Records from a collection
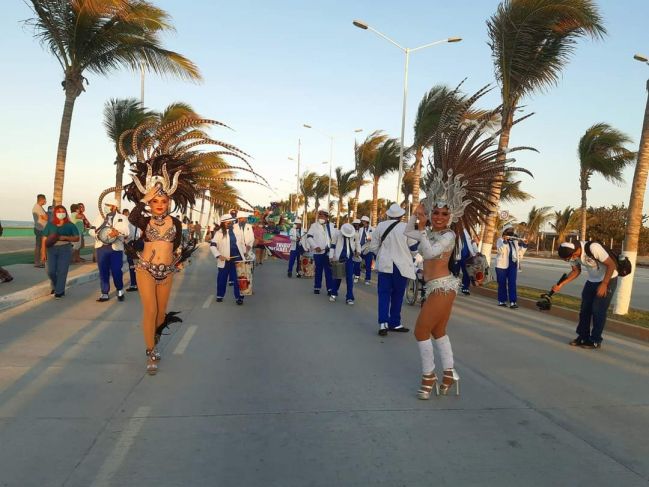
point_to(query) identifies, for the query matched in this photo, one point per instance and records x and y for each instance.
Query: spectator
(4, 274)
(40, 220)
(56, 248)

Work required >> The pictures alone are to be left out when the data above is copied; all else must match exactly.

Task response >>
point_to(query) identifies, for the query matched in this photo, one point per instance and records x and y for each instance.
Query: spectator
(4, 274)
(40, 220)
(56, 248)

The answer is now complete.